• _EXERCISE OBJECTIVE_
The entries below are to be repeated exactly, and their pictures left out.

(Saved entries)
○ ○ ○

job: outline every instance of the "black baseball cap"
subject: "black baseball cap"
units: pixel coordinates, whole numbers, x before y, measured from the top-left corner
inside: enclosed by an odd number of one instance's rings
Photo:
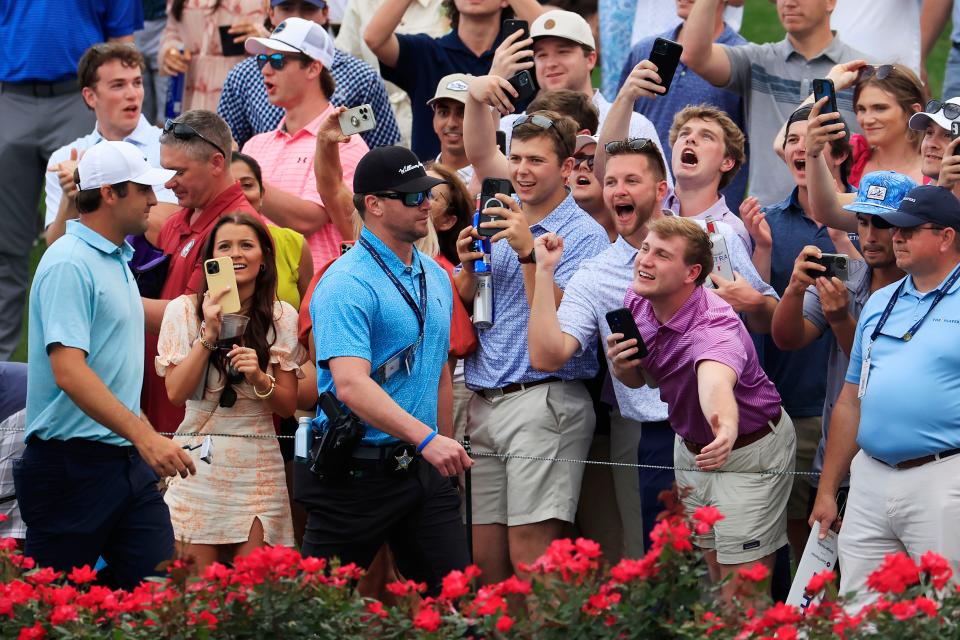
[[[960,200],[949,189],[924,185],[912,189],[903,196],[896,211],[877,213],[880,218],[891,227],[919,227],[925,223],[932,223],[941,227],[960,229]]]
[[[377,147],[371,149],[357,163],[353,172],[354,193],[420,193],[442,183],[440,178],[427,175],[423,163],[404,147]]]

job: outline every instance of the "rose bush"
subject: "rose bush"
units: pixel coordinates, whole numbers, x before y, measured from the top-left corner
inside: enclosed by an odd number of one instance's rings
[[[435,597],[424,597],[425,585],[413,581],[389,585],[392,606],[356,594],[357,567],[283,547],[258,549],[233,567],[213,564],[196,578],[177,561],[168,577],[128,592],[96,584],[89,567],[66,575],[35,567],[4,540],[0,637],[921,640],[960,633],[953,572],[933,553],[919,562],[888,556],[868,582],[875,602],[856,616],[845,612],[832,572],[810,581],[810,593],[826,593],[806,615],[782,603],[723,609],[718,587],[704,586],[705,568],[691,543],[694,532],[709,531],[723,516],[706,508],[687,519],[672,505],[643,558],[608,567],[595,542],[557,540],[526,567],[529,580],[481,585],[480,571],[468,567],[444,578]],[[740,594],[754,602],[768,590],[768,572],[757,567],[739,574],[746,585]]]

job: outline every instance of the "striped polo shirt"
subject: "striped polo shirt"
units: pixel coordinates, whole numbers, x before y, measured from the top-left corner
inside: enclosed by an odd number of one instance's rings
[[[740,435],[759,431],[780,415],[780,394],[767,378],[747,328],[720,296],[696,287],[666,324],[653,315],[653,305],[627,291],[624,306],[633,313],[648,355],[643,367],[660,384],[670,425],[698,444],[713,441],[713,429],[700,407],[697,365],[705,360],[725,364],[737,374],[733,395],[740,416]]]
[[[307,126],[294,134],[286,129],[286,118],[273,131],[255,135],[243,145],[243,152],[260,164],[264,183],[286,191],[307,202],[323,206],[323,200],[317,193],[317,180],[313,173],[313,157],[317,148],[317,131],[320,124],[334,110],[331,104],[323,113],[314,118]],[[360,158],[368,151],[367,143],[360,136],[350,136],[350,142],[340,145],[340,166],[343,168],[343,181],[352,191],[353,172]],[[340,242],[343,237],[332,222],[323,225],[307,236],[313,264],[326,264],[340,255]]]

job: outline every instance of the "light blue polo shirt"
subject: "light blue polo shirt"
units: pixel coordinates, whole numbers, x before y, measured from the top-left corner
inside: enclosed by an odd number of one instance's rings
[[[860,312],[847,382],[860,384],[870,336],[902,281],[876,291]],[[930,309],[942,286],[921,294],[907,276],[870,350],[857,444],[888,464],[960,447],[960,282],[950,287],[909,342],[900,339]]]
[[[129,446],[93,421],[57,386],[47,349],[82,349],[87,365],[111,393],[140,414],[143,384],[143,303],[127,267],[133,248],[117,246],[78,220],[50,245],[30,290],[27,433],[43,440],[84,438]]]
[[[384,384],[400,407],[433,430],[437,429],[437,385],[450,348],[450,317],[453,289],[443,267],[413,250],[411,266],[403,264],[369,229],[366,238],[397,280],[420,304],[420,273],[426,273],[427,313],[423,340],[414,355],[408,374],[401,366]],[[333,377],[325,364],[337,357],[363,358],[371,373],[403,349],[414,344],[419,333],[413,309],[397,291],[390,278],[359,243],[338,258],[321,278],[310,300],[313,340],[317,349],[317,391],[333,390]],[[326,423],[317,412],[318,426]],[[384,445],[398,442],[372,425],[367,425],[364,443]],[[416,443],[414,443],[416,444]]]

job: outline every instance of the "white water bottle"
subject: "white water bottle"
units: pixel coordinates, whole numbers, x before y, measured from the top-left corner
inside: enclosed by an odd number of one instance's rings
[[[727,251],[727,241],[717,229],[717,224],[707,219],[707,234],[710,236],[710,253],[713,255],[713,272],[727,280],[733,280],[733,265],[730,264],[730,252]],[[707,278],[704,282],[711,289],[715,289],[713,280]]]
[[[297,420],[297,433],[293,440],[293,457],[297,462],[310,459],[310,447],[313,445],[313,424],[310,416]]]

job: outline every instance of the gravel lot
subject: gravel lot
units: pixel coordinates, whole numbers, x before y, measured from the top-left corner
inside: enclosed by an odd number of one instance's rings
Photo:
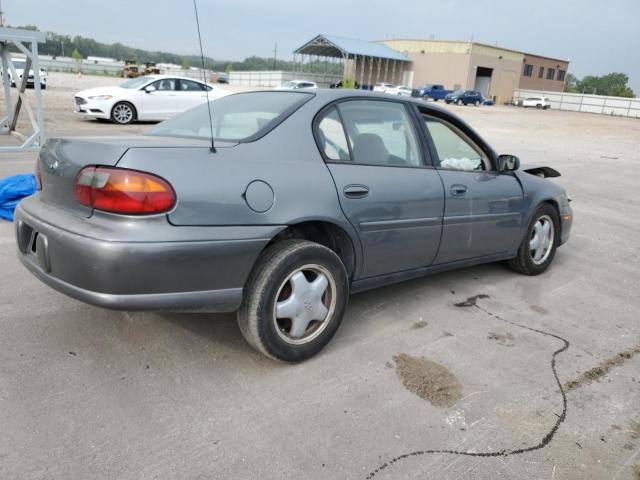
[[[118,81],[52,73],[48,135],[148,128],[71,113]],[[493,264],[354,295],[301,365],[255,353],[233,315],[66,298],[0,223],[0,478],[640,478],[640,121],[451,108],[562,172],[571,240],[539,277]],[[0,155],[0,177],[34,158]]]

○ ○ ○

• _ANSWER AREA_
job: outline every instance of the "black baseball cap"
subject: "black baseball cap"
units: pixel coordinates, whole numbers, x before y, measured from the top-left corner
inside: enclosed by an odd number of one instance's rings
Photo:
[[[960,200],[949,189],[924,185],[912,189],[903,196],[896,211],[877,213],[880,218],[891,227],[919,227],[925,223],[932,223],[941,227],[960,229]]]
[[[377,147],[371,149],[357,163],[353,172],[354,193],[420,193],[442,183],[440,178],[427,175],[423,163],[404,147]]]

job: outline every instance of the "rose bush"
subject: "rose bush"
units: pixel coordinates, whole numbers, x before y, measured from the top-left corner
inside: enclosed by an odd number of one instance's rings
[[[435,597],[424,597],[425,585],[413,581],[389,585],[392,606],[356,594],[357,567],[283,547],[258,549],[233,567],[213,564],[196,578],[177,561],[168,577],[128,592],[96,584],[89,567],[66,575],[35,567],[4,540],[0,637],[921,640],[960,633],[953,572],[933,553],[919,562],[888,556],[868,582],[875,602],[856,616],[845,612],[832,572],[810,581],[810,593],[826,593],[806,615],[782,603],[723,609],[718,587],[704,586],[705,568],[691,543],[694,532],[709,531],[723,516],[706,508],[687,519],[672,505],[643,558],[608,567],[595,542],[557,540],[526,567],[529,580],[481,585],[480,571],[468,567],[444,578]],[[740,594],[754,602],[768,590],[768,572],[757,567],[739,574],[746,585]]]

job: outline every instance of the "striped polo shirt"
subject: "striped polo shirt"
units: pixel coordinates, whole numbers, x before y, measured from the top-left corner
inside: enclosed by an odd number of one instance's rings
[[[740,435],[759,431],[780,415],[780,394],[767,378],[747,328],[720,296],[696,287],[666,324],[653,315],[653,305],[627,291],[624,306],[633,313],[648,355],[643,367],[660,384],[670,425],[698,444],[713,441],[713,429],[700,407],[697,365],[705,360],[725,364],[737,374],[733,395],[740,416]]]
[[[307,126],[294,134],[286,129],[286,118],[273,131],[255,135],[243,145],[243,152],[260,164],[264,183],[286,191],[307,202],[323,206],[323,200],[317,193],[317,180],[313,173],[313,157],[317,148],[317,131],[320,124],[334,110],[331,104],[323,113],[314,118]],[[360,158],[368,151],[367,143],[360,136],[350,136],[350,142],[340,145],[340,166],[343,168],[343,181],[352,191],[353,172]],[[340,242],[343,237],[332,222],[323,225],[307,236],[313,264],[326,264],[340,255]]]

job: outline every instance of the "light blue polo shirt"
subject: "light blue polo shirt"
units: pixel coordinates, whole numbers, x before y, measured from the top-left corner
inside: enclosed by an odd number of one instance's rings
[[[860,312],[847,382],[860,384],[870,336],[902,281],[876,291]],[[930,309],[942,286],[921,294],[907,276],[870,350],[857,444],[888,464],[960,447],[960,282],[950,287],[909,342],[900,339]]]
[[[129,446],[93,421],[57,386],[47,349],[82,349],[87,365],[111,393],[140,414],[143,384],[143,303],[127,267],[133,248],[117,246],[78,220],[50,245],[30,290],[27,433],[43,440],[84,438]]]
[[[384,384],[400,407],[433,430],[437,429],[437,385],[450,348],[450,317],[453,289],[443,267],[413,250],[411,266],[403,264],[369,229],[366,238],[397,280],[420,304],[420,273],[426,273],[427,313],[423,340],[414,355],[408,374],[401,366]],[[333,377],[325,364],[337,357],[363,358],[371,373],[403,349],[414,344],[419,333],[413,309],[397,291],[390,278],[359,243],[338,258],[321,278],[310,300],[313,340],[317,349],[317,391],[333,390]],[[326,423],[317,412],[318,426]],[[384,445],[398,442],[372,425],[367,425],[364,443]],[[416,443],[414,443],[416,444]]]

job: outline every instance of the "white water bottle"
subject: "white water bottle"
units: pixel coordinates, whole numbers, x before y, measured from the top-left corner
inside: enclosed by an odd number of one instance's rings
[[[727,251],[727,241],[717,229],[717,224],[707,219],[707,234],[710,236],[710,253],[713,255],[713,272],[727,280],[733,280],[733,265],[730,264],[730,252]],[[707,278],[704,282],[711,289],[715,289],[713,280]]]
[[[297,420],[297,433],[293,440],[293,457],[297,462],[310,459],[310,447],[313,445],[313,424],[310,416]]]

job: outline every instance of the gravel lot
subject: gravel lot
units: pixel coordinates, whole numbers, x before y, measured from the top-left corner
inside: enclosed by an odd number of one instance's rings
Photo:
[[[118,81],[52,73],[48,135],[148,128],[71,113]],[[493,264],[354,295],[301,365],[255,353],[233,315],[66,298],[0,223],[0,478],[640,478],[640,121],[451,108],[562,172],[571,240],[539,277]],[[0,155],[0,177],[34,158]]]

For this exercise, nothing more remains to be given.